======== EXTRACTED INFORMATION
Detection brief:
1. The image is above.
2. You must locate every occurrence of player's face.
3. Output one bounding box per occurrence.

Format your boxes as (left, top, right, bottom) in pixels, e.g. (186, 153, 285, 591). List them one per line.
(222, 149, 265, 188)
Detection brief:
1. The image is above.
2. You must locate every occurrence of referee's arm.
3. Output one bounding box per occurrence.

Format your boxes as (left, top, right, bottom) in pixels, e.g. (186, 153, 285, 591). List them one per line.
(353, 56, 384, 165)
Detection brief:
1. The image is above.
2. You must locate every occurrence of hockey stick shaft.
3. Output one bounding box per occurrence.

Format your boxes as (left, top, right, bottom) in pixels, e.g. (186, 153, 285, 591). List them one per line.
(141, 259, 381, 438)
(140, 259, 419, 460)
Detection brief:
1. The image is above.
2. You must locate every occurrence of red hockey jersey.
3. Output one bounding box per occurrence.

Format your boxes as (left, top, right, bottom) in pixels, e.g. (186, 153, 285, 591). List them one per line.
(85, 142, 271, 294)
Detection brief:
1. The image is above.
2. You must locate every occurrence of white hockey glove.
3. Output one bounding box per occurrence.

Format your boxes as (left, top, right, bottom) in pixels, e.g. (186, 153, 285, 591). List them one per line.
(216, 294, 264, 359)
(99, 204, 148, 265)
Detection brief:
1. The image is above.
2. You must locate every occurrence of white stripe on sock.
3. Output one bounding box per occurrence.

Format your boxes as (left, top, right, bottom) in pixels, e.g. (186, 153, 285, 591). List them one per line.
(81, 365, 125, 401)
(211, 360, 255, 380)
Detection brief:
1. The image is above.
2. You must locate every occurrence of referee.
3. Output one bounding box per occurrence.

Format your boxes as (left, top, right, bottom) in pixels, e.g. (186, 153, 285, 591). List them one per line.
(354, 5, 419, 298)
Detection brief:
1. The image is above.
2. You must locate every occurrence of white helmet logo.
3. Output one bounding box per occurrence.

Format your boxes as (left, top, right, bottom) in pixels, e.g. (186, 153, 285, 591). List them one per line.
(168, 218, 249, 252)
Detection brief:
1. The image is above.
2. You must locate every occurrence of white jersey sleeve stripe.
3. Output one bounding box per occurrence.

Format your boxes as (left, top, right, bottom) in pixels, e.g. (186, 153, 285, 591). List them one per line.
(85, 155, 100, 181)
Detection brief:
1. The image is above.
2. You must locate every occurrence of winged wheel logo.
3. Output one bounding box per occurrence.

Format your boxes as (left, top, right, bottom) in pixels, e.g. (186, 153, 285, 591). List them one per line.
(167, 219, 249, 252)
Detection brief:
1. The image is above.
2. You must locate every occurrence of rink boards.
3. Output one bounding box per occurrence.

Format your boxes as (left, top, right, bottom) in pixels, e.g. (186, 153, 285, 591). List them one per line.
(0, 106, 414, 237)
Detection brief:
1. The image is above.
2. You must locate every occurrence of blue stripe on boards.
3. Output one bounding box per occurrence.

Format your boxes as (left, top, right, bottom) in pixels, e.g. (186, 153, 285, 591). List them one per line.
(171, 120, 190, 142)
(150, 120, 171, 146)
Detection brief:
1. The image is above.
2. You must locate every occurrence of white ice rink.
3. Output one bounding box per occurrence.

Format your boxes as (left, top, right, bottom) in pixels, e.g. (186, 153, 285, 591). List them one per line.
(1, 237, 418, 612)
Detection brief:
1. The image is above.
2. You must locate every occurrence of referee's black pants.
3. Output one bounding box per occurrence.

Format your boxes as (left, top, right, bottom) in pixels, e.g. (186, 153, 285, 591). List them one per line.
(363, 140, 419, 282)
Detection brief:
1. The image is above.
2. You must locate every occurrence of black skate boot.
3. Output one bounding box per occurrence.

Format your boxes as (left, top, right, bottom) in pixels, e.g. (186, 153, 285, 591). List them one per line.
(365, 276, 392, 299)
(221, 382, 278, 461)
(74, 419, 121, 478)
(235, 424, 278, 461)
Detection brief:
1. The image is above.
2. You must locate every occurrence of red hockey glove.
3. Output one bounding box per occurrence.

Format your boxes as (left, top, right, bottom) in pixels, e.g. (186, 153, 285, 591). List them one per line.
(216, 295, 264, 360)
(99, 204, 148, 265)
================
======== EXTRACTED INFORMATION
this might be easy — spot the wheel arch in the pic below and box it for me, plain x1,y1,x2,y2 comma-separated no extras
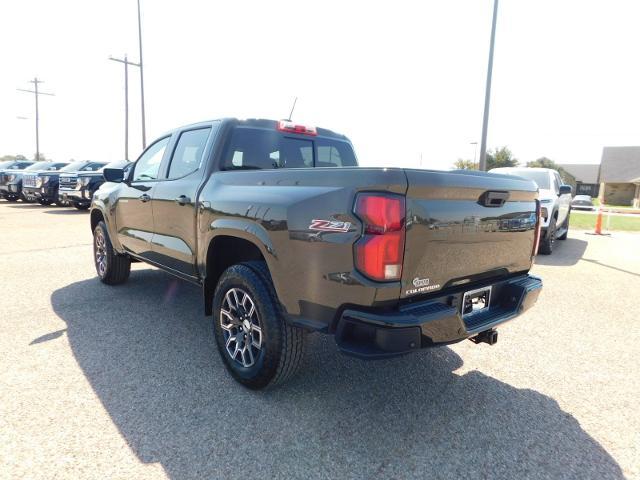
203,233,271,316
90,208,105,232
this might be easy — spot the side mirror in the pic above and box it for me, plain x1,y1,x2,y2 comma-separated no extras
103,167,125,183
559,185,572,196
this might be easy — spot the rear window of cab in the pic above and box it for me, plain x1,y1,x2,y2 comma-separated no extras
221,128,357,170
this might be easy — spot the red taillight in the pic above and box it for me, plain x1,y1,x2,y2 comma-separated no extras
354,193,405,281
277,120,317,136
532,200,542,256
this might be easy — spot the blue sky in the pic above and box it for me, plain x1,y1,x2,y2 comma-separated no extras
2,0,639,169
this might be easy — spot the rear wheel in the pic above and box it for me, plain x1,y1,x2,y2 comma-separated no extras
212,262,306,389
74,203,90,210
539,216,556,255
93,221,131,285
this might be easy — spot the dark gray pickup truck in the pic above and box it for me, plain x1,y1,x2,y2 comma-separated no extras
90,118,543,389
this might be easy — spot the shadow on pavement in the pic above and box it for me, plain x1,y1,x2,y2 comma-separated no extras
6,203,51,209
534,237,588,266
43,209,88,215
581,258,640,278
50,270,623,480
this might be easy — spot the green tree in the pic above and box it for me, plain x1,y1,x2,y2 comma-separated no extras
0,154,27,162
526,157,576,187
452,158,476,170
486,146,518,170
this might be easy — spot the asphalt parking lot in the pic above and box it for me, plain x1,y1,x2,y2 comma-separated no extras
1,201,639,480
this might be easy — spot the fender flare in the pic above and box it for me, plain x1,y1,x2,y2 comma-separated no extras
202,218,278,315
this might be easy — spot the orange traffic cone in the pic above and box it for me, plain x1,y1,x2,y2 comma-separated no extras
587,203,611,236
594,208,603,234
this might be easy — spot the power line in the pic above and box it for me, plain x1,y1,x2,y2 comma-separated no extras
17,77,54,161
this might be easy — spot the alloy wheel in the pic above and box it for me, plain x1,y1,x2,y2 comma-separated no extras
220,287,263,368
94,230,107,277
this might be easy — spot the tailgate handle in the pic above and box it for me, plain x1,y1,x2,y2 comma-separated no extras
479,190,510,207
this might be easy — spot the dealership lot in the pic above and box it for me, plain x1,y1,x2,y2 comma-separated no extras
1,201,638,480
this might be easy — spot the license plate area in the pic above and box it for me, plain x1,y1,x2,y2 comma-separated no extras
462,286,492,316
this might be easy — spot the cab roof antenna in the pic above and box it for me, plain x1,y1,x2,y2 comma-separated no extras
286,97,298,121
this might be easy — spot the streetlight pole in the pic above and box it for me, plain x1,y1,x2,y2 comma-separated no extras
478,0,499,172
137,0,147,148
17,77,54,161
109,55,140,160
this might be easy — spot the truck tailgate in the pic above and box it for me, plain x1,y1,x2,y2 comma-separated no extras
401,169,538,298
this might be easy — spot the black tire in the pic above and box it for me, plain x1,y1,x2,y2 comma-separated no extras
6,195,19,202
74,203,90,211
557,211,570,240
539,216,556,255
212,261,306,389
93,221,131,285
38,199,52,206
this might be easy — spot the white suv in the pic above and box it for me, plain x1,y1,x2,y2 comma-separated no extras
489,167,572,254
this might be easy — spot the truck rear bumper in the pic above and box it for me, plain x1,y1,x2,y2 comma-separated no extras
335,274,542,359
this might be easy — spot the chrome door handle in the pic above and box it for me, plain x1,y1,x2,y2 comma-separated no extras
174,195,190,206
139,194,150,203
================
• [TASK INSTRUCTIONS]: Where the string "stripe" appears in a line of the listing, copy that line.

• [COMPLETED EXERCISE]:
2. You must locate every occurrence of white stripe on sock.
2. You must locate every occurrence of white jersey sleeve stripe.
2. You must locate every occurrence of blue stripe on boards.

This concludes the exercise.